[Excerpts of labeled region data]

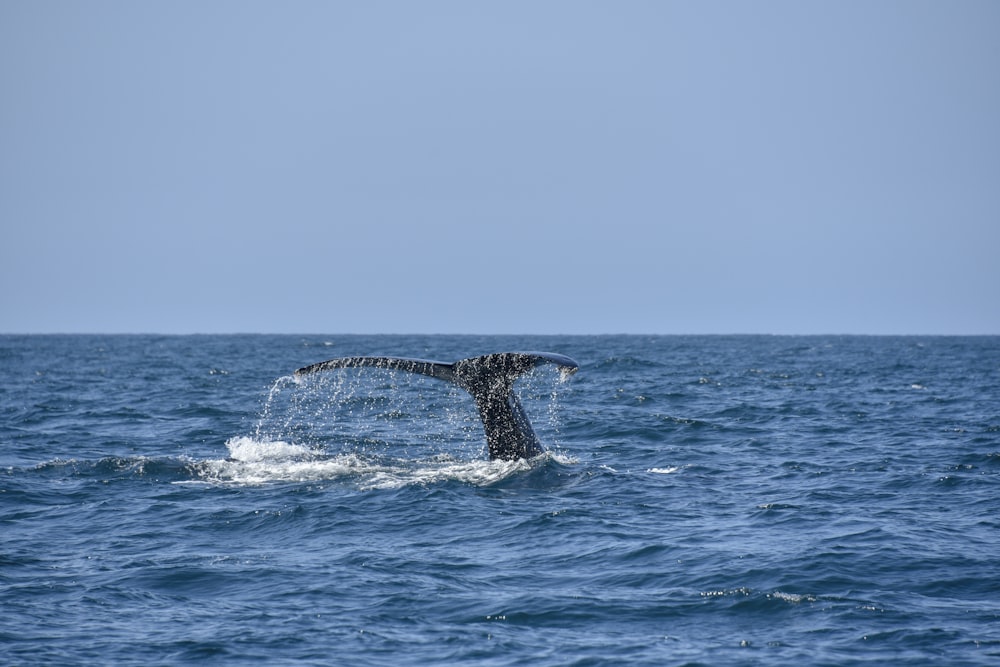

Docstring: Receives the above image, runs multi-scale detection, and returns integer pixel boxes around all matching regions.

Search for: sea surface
[0,335,1000,665]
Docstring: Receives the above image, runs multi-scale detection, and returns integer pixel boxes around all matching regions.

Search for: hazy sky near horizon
[0,0,1000,334]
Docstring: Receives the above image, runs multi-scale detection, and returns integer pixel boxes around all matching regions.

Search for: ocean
[0,335,1000,666]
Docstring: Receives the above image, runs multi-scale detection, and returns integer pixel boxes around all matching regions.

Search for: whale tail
[295,352,579,461]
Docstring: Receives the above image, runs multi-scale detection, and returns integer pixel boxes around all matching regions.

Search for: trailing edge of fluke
[295,352,579,461]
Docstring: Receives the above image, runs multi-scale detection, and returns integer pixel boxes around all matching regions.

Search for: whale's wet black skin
[295,352,579,461]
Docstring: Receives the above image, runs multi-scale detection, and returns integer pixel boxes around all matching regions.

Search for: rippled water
[0,336,1000,665]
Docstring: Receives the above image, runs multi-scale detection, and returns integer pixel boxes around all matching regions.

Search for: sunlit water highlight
[0,336,1000,665]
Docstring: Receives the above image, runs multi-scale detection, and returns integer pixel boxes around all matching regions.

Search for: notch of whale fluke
[295,352,579,461]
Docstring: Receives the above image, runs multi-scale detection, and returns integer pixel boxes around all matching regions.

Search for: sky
[0,0,1000,335]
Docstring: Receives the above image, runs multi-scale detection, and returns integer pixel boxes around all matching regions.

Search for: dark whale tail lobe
[295,352,579,461]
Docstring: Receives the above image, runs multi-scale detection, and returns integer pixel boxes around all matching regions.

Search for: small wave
[226,436,313,462]
[180,436,560,490]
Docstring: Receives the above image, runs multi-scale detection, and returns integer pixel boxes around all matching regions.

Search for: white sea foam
[186,436,556,490]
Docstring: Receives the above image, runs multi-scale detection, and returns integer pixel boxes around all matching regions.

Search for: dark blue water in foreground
[0,336,1000,665]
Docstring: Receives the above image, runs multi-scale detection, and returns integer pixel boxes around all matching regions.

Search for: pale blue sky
[0,0,1000,334]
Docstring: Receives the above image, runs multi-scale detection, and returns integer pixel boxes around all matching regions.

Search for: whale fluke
[295,352,579,461]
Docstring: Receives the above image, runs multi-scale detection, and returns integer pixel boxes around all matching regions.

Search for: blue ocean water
[0,335,1000,665]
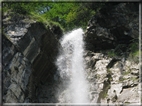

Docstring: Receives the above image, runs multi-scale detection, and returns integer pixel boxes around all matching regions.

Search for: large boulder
[2,13,60,103]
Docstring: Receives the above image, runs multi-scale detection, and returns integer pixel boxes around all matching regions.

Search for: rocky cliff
[84,3,140,104]
[2,3,140,104]
[2,13,59,103]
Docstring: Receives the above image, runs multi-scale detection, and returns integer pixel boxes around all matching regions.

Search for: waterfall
[56,28,89,103]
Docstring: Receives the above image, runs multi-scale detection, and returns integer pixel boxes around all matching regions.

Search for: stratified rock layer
[2,14,59,103]
[85,3,139,52]
[84,3,141,105]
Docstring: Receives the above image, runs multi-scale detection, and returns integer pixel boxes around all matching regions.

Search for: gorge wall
[2,13,60,103]
[84,3,141,104]
[2,3,140,104]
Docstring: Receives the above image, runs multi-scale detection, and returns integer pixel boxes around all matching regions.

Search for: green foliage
[2,0,101,31]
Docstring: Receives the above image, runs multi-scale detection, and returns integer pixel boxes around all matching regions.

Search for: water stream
[56,28,89,103]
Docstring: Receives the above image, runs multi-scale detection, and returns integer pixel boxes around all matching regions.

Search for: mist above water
[56,28,89,103]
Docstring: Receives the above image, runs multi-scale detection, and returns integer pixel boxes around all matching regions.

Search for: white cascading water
[56,28,89,103]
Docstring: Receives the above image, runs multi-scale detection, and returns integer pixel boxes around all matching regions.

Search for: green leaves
[3,0,100,31]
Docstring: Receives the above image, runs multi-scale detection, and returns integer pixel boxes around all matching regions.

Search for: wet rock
[84,3,139,54]
[2,14,59,103]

[Problem description]
Reproduce the entries above exactly. Do not include the images.

[Exercise solution]
Docstring: Receives the above image, runs multi-scale detection, and returns integer pixel boxes around all matching regions.

Search for: sea surface
[0,335,1000,665]
Docstring: Receives the above image, runs multi-scale detection, and returns integer pixel boxes around all matching regions.

Search for: hazy sky near horizon
[0,0,1000,334]
Docstring: Receives the above image, runs multi-scale detection, and returns integer pixel boxes around all matching regions.

Search for: ocean
[0,335,1000,666]
Docstring: Receives the above image, runs multi-scale detection, and returns integer pixel boxes around all matching regions.

Search for: whale tail
[295,352,579,461]
Docstring: Receives the above image, runs multi-scale detection, and returns integer pixel boxes around all matching regions.

Search for: trailing edge of fluke
[295,352,579,461]
Docstring: Receives the above image, runs multi-scale detection, and returns integer pixel boxes around all matching regions.

Search for: whale's wet black skin
[295,352,579,461]
Docstring: Receives the above image, runs multi-scale detection, and returns integer pixel boxes around all matching regions.

Search for: rippled water
[0,336,1000,665]
Docstring: Receives the above image, runs multi-scale detection, and returns integer pixel boxes around all matching regions.

Search for: sunlit water highlight
[0,336,1000,665]
Docstring: Receives the above image, runs multi-scale detection, and returns integer pixel boxes around all matching regions.

Search for: notch of whale fluke
[295,352,579,461]
Docstring: Receives the above image, runs multi-scale detection, and returns integer pixel boxes around all matching regions.

Search for: sky
[0,0,1000,335]
Docstring: Receives the above image, runs multi-scale detection, and returns integer pixel boxes around all matching regions.

Search for: dark whale tail lobe
[295,352,579,461]
Docstring: Receives the above image, runs multi-scale detection, and returns integer pixel boxes around all matching regions.

Search for: small wave
[226,436,313,462]
[180,436,560,490]
Docstring: Receives the above image, runs multi-scale detection, and returns integer pixel boxes around all matching regions.

Search for: white sea foam
[186,436,556,490]
Docstring: Receives the above image, runs multi-scale detection, and returns integer pixel boxes around all matching regions.

Search for: dark blue water in foreground
[0,336,1000,665]
Docstring: Receives the above image, runs multi-scale detection, and returns integer pixel boxes around all matching regions.

Search for: pale blue sky
[0,0,1000,334]
Docstring: Receives the above image, runs multi-scale detection, and returns integer pixel boxes around all matching regions.

Search for: whale fluke
[295,352,579,461]
Docstring: Receives the above image, runs multi-scale detection, and returns integer pixel boxes around all matching regions.

Search for: blue ocean water
[0,335,1000,665]

Docstring: Receives the above image, runs multi-scale detection, and returns integer pixel boxes around all matching regions.

Search for: large boulder
[2,13,60,103]
Docstring: Receives the above image, runs multi-scale detection, and returns integer pixel boxes around all matching regions.

Search for: rocky cliff
[84,3,140,104]
[2,3,140,104]
[2,13,59,103]
Docstring: Receives the above image, runs multi-scale detection, and returns integer pixel boxes around all matching regions.

Search for: waterfall
[56,28,89,103]
Docstring: Receives the above image, runs multi-scale detection, and returns integer pixel boxes around all matching regions.

Search for: stratified rock layer
[2,14,59,103]
[85,3,139,52]
[84,3,141,105]
Docstring: Receives the above image, runs multi-scale detection, and returns integer pixel boxes around all matching regions.

Search for: gorge wall
[2,13,60,103]
[84,3,141,104]
[2,3,140,104]
Docstring: Receives the above image, runs multi-scale detection, and returns integer pixel boxes around all matching regions.

Search for: green foliage
[2,0,101,31]
Docstring: Receives the above image, runs multi-scale detection, and returns integer pixel boxes around all matching regions.

Search for: water stream
[56,28,89,103]
Docstring: Receives the above image, runs multi-scale detection, and returns integer pixel boxes around all matching regions.

Search for: mist above water
[56,28,89,103]
Docstring: Receives the above image, runs multi-scale detection, and returns integer pixel boxes around all matching regions.

Search for: white cascading water
[56,28,89,103]
Docstring: Receives the above image, runs multi-scale detection, and returns integer pixel boxes around all matching regions.

Search for: green leaves
[3,0,100,31]
Docstring: Receives the above image, runs multi-scale detection, and returns integer pixel boxes around all matching regions.

Search for: wet rock
[84,3,139,54]
[2,14,59,103]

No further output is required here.